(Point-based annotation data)
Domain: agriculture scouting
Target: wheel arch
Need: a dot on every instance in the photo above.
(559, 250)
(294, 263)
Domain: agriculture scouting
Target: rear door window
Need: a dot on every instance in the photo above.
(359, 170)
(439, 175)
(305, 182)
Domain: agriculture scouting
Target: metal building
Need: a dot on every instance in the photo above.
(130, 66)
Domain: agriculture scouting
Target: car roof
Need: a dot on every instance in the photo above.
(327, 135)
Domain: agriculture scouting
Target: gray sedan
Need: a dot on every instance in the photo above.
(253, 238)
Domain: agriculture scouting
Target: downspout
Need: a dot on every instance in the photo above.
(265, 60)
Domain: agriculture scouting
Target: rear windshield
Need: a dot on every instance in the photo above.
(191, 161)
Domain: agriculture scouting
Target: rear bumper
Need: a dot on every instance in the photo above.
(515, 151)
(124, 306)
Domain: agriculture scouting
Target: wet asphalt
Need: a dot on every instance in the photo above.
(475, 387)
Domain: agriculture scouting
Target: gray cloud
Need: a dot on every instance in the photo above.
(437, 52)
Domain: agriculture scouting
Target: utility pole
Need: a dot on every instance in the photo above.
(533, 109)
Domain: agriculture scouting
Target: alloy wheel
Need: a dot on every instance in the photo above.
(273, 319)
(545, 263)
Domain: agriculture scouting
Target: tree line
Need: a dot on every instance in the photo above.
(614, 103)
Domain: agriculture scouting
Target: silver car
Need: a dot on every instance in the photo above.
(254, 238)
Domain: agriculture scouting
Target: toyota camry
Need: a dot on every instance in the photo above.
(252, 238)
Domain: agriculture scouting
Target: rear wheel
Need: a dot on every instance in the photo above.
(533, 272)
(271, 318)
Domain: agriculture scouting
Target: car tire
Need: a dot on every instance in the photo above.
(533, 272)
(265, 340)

**WRITTEN EXERCISE**
Output every entry shown above, exactly.

**EXERCISE OUTPUT**
Domain: agriculture scouting
Target: wheel arch
Need: a dot on every instance in the photo above.
(559, 250)
(294, 263)
Domain: agriculture scouting
Target: rear door window
Need: a dot on every instance in the photo above.
(359, 170)
(439, 175)
(305, 182)
Domain: agriculture scouting
Target: metal building
Need: a dot on every instance in the photo above.
(130, 66)
Domain: agriculture scouting
Target: car roof
Need: a dot on every instance in the photo above.
(327, 135)
Domain: agriculture scouting
Target: gray sedan
Need: a dot on every instance in the photo above.
(253, 238)
Domain: agriculture scouting
Target: downspout
Need: a dot on every instance in the photo above.
(265, 60)
Domain: agriculture scouting
Target: rear windshield
Need: a dot on every instance in the photo above.
(191, 161)
Domain: agriculture scouting
Target: rear bumper
Need: a dot on every instance in the photo above.
(515, 151)
(124, 306)
Domain: agriculture scouting
Target: wet asphalt
Need: a dot on every instance in the photo above.
(475, 387)
Domain: agriculture scouting
Target: gray cloud
Need: a dot on every instance in the photo above.
(437, 52)
Domain: agriculture scouting
Target: utility pole
Need: a dot on every instance in the photo above.
(533, 109)
Domain: agriculture scouting
Target: alloy wheel
Need: a dot on every instance in the photo above.
(273, 319)
(545, 263)
Domain: agriculture scouting
Target: tree line
Need: a dot on every instance in the photo above.
(614, 103)
Domain: agriculture scouting
Target: silver car
Need: a dot on every instance in the photo above.
(254, 238)
Domain: agriculture scouting
Target: toyota camry
Need: a dot on every instance in the photo above.
(252, 238)
Domain: agriculture scouting
Target: rear wheel
Need: a dot on every instance in the photo above.
(533, 272)
(271, 318)
Domain: agriculture scouting
Target: car tire
Need: a dot on every instance in the photo above.
(533, 272)
(265, 340)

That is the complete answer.